_DATA SUPPLIED_.
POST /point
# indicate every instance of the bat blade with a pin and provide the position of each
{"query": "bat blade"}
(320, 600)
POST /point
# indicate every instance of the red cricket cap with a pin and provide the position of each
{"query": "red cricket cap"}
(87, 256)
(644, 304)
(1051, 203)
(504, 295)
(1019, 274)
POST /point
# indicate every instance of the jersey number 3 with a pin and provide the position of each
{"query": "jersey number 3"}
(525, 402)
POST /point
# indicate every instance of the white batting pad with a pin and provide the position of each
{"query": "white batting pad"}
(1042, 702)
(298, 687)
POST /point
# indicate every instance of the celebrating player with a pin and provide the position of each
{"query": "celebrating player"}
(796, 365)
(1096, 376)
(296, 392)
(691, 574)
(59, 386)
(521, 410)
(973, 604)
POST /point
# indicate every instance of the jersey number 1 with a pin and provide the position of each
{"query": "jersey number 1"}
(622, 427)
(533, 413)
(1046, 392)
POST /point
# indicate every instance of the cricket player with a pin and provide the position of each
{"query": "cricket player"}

_REQUEST_. Extract each line from the listing above, please, and repeat it exactly.

_EXERCISE RESULT_.
POST /point
# indicate every instance of the bat blade with a pin and provide the position of each
{"query": "bat blade"}
(320, 600)
POST /point
# indicate every instance of the red cricket cap with a pin and provide the position of each
{"query": "red cricket cap"}
(87, 256)
(644, 304)
(1051, 203)
(504, 295)
(1019, 274)
POST /point
# indicate every instance of the jersey number 3 with a pin and provide the position of each
{"query": "jersey number 3"}
(525, 402)
POST /point
# indicate every instance of the white batting pad with a pin and provide the position of each
{"query": "white batting pad"}
(1042, 702)
(298, 687)
POST /point
# indicate every instance of the celebrating player with a pin and provide the position of each
{"query": "celebrating player"}
(796, 365)
(1096, 376)
(296, 392)
(691, 574)
(59, 386)
(521, 410)
(973, 604)
POST /point
# indicate every instance of the jersey number 1 with a pin and provide the position of each
{"query": "jersey number 1"}
(622, 427)
(533, 413)
(1046, 392)
POST /point
# indicate every instance of the cricket player with a pin and provide the position of each
{"query": "cricket player"}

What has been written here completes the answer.